-- Begin DATA FOR THE TASK --
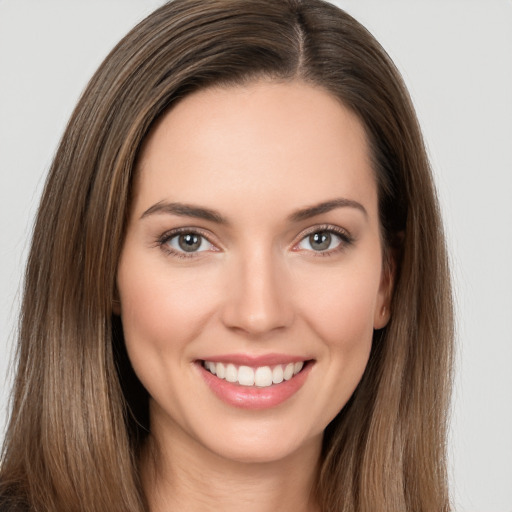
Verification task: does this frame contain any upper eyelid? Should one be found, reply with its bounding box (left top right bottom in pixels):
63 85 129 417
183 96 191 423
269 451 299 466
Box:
294 224 354 244
158 224 354 249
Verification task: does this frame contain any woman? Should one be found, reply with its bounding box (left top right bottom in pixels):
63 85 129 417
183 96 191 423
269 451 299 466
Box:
0 0 452 512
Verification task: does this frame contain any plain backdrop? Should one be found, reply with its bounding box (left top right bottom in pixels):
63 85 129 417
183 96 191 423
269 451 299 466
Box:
0 0 512 512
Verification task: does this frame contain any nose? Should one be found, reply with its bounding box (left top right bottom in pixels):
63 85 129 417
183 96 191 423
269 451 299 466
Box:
222 249 294 336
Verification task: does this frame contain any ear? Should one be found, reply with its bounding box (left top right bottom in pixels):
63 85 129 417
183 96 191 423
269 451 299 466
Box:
373 251 397 329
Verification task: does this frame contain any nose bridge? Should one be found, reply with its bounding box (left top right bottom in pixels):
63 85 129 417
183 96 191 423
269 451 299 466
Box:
223 244 293 335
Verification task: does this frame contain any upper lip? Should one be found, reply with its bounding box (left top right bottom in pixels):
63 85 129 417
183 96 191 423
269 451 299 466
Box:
201 354 311 367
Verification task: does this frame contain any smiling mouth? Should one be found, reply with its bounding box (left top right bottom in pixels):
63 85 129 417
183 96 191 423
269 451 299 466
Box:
202 361 308 388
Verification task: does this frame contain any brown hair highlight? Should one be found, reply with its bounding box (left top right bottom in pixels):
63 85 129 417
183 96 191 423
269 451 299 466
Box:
0 0 453 512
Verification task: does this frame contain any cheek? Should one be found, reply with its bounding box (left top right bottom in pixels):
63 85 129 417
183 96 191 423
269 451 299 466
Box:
118 258 221 367
300 261 380 350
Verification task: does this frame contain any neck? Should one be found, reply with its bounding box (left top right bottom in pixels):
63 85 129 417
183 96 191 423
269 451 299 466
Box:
142 420 321 512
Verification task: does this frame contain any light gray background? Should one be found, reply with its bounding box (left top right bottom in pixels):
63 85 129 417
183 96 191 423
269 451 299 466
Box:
0 0 512 512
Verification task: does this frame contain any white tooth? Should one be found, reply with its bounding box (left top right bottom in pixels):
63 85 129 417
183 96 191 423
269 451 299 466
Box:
254 366 272 388
283 363 295 380
293 361 304 375
272 364 284 384
216 363 226 379
238 366 254 386
226 363 238 382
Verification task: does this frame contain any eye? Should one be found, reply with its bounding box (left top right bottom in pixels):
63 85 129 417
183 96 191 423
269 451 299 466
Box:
162 231 214 254
296 228 352 253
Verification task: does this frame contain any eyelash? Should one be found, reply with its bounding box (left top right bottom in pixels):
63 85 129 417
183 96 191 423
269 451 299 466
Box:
292 224 355 258
157 228 215 259
157 224 355 259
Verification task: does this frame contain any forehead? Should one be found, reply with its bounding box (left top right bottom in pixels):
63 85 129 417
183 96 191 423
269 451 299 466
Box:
135 82 376 221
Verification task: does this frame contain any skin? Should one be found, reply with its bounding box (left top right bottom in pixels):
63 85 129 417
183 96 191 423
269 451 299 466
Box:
118 81 392 512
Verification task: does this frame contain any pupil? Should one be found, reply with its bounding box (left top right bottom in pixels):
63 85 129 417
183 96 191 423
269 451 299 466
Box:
309 231 331 251
178 233 201 252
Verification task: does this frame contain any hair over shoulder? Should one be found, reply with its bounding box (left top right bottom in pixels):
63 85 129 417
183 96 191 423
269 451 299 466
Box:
0 0 453 512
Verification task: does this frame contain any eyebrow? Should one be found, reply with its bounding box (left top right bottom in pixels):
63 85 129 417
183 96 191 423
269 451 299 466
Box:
289 197 368 222
140 198 368 225
140 201 228 224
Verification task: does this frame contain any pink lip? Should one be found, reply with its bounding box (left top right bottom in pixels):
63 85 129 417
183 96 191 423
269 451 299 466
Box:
196 357 313 410
203 354 310 368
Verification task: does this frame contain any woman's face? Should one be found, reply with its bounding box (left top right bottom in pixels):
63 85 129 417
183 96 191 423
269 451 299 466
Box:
118 82 390 461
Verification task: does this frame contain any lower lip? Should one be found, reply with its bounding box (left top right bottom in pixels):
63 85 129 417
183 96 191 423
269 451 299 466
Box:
197 361 313 409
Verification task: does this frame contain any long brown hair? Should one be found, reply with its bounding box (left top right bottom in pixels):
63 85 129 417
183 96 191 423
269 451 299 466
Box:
0 0 453 512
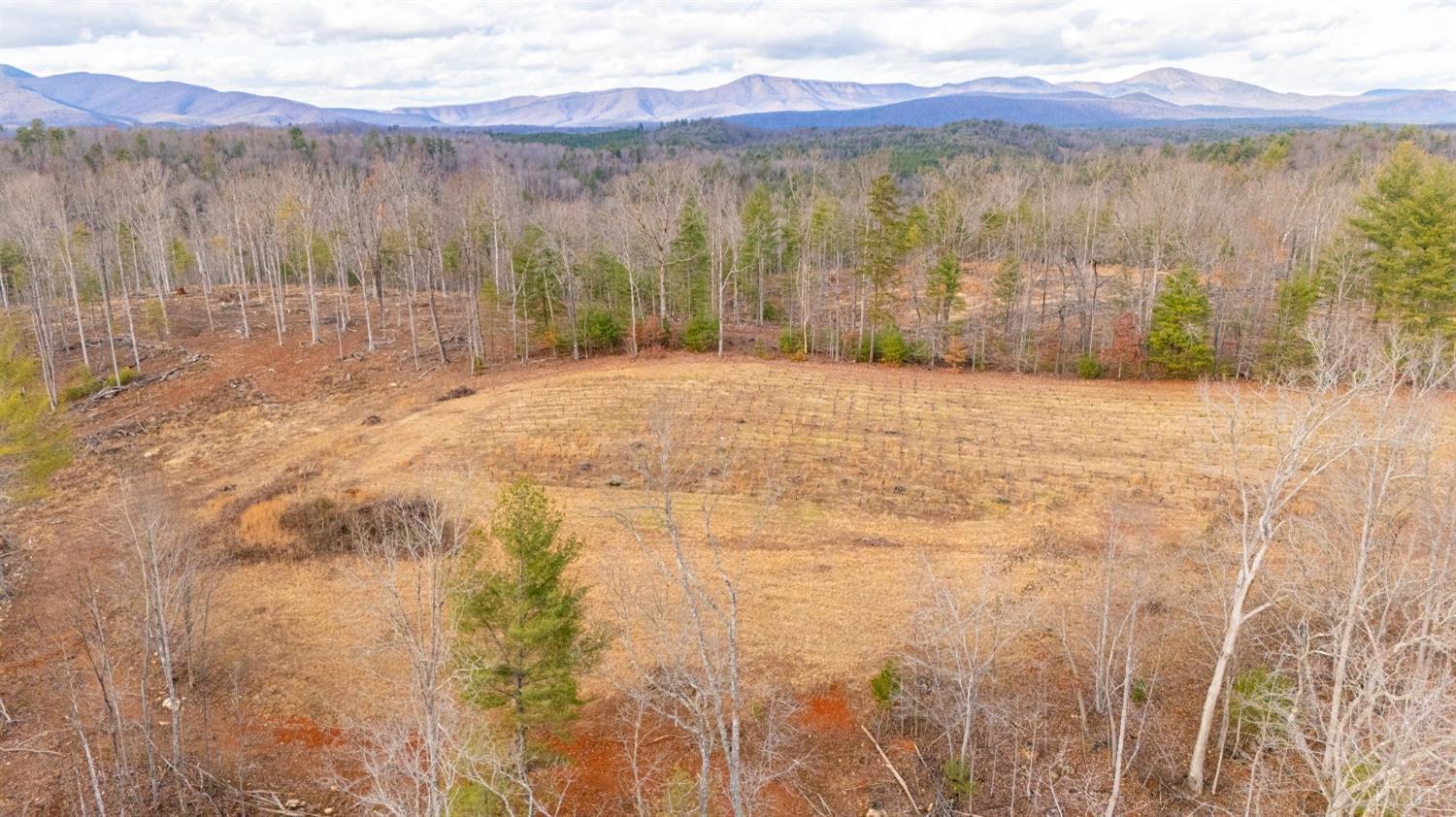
-- End DATA FOR THE TASK --
→ REQUIREMENT
Render the stretch from the start of the rows through the line containing "158 224 354 249" as a Markdown table with the columns No and Line, numbering each line and omitting blank lines. Leave the pictures out.

→ WRITTEN SOLUTION
| No | Line |
|---|---|
| 1 | Verification task: does this frame contain any upper eyelid? Should one be found, reply with its bounding box (left top right bottom in pixels): |
| 2 | 63 85 129 417 |
| 3 | 183 96 191 423 |
| 4 | 269 451 299 466 |
| 5 | Box: |
| 6 | 294 224 354 244 |
| 7 | 158 224 354 249 |